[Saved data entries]
============
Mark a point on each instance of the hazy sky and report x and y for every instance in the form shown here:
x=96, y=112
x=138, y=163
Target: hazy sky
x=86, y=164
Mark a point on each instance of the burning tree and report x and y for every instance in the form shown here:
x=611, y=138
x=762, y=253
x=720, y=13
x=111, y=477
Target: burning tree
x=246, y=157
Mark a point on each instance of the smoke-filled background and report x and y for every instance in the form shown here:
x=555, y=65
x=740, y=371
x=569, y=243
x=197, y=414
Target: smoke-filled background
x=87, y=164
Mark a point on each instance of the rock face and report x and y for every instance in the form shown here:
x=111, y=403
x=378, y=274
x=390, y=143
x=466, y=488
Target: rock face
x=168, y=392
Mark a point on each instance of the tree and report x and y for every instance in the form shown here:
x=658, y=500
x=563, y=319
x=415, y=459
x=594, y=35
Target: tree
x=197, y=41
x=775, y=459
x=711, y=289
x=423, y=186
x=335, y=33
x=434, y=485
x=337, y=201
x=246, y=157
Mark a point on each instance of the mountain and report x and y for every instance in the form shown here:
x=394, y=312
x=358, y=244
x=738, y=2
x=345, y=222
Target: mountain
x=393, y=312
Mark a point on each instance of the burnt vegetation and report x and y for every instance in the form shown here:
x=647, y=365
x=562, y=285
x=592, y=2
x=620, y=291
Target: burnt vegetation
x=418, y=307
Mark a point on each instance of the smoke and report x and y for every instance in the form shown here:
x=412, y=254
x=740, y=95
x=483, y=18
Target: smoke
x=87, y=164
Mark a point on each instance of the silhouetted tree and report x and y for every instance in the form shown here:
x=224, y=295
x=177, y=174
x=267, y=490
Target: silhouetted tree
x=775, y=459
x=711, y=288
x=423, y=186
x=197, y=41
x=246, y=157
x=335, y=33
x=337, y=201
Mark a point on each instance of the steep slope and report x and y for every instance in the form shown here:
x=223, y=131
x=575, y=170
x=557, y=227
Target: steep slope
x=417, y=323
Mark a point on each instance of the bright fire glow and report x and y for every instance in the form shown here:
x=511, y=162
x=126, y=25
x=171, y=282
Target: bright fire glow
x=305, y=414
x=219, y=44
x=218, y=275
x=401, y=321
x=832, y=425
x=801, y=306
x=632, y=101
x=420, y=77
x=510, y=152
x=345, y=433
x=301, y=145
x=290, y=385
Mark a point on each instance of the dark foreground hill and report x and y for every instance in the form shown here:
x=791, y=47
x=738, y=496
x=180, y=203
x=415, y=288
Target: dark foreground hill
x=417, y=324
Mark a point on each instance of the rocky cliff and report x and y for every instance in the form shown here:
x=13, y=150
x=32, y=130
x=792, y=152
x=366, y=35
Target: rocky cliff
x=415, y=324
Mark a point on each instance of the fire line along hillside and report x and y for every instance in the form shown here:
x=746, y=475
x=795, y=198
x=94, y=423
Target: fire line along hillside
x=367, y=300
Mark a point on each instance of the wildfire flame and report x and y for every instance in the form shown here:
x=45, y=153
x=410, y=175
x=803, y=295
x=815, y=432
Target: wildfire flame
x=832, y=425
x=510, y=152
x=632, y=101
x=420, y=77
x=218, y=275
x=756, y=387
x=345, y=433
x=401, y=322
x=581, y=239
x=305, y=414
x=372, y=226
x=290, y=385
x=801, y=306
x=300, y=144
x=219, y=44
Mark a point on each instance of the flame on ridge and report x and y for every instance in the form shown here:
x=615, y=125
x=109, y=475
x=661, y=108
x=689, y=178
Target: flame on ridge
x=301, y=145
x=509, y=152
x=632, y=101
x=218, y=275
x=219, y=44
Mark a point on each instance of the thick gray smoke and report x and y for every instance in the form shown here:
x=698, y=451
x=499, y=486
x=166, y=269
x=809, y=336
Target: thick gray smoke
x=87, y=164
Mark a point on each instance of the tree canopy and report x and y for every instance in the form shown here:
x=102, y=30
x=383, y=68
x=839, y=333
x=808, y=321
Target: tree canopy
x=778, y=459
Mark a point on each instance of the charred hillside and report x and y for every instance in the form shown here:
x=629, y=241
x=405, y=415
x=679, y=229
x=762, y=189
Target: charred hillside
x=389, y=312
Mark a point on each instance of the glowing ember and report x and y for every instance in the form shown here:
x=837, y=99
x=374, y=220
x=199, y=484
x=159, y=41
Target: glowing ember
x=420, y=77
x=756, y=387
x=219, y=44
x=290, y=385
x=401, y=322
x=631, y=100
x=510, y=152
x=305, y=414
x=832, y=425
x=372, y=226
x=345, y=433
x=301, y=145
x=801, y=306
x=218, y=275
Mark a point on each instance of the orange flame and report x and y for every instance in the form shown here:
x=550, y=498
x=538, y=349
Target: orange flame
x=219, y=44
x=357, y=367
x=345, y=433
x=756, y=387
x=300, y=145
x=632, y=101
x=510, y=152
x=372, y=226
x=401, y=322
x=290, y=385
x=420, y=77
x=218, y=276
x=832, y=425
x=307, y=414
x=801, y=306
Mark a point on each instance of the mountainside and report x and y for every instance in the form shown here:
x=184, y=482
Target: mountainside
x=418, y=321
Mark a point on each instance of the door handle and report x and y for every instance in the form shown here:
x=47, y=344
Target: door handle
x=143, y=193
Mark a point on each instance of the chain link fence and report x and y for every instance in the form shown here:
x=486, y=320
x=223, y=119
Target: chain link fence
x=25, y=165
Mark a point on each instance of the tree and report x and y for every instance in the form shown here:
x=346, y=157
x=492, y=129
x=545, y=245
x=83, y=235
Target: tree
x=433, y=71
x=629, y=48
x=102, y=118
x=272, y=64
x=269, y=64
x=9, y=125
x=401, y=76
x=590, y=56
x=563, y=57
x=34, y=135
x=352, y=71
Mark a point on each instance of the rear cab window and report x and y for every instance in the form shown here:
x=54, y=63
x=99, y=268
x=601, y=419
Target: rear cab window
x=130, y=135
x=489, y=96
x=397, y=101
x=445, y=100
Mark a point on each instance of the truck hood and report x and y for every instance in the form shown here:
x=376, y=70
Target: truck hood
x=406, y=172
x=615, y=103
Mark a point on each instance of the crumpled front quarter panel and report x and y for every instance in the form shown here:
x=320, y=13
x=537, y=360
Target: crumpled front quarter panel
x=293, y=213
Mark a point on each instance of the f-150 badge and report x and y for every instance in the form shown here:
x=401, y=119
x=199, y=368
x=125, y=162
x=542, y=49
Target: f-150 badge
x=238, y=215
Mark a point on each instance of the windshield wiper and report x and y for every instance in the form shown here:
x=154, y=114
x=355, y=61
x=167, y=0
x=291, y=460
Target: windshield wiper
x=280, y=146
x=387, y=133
============
## PROBLEM REQUIREMENTS
Word for word, repeat the lines from the one holding "x=542, y=49" through the last line of the entries, both included.

## RESPONSE AREA
x=542, y=49
Target: f-150 badge
x=238, y=215
Mark a point on each instance of the windshield wiper and report x and y for every instance in the form shown here:
x=154, y=114
x=355, y=61
x=167, y=0
x=291, y=460
Target: windshield wiper
x=280, y=146
x=387, y=133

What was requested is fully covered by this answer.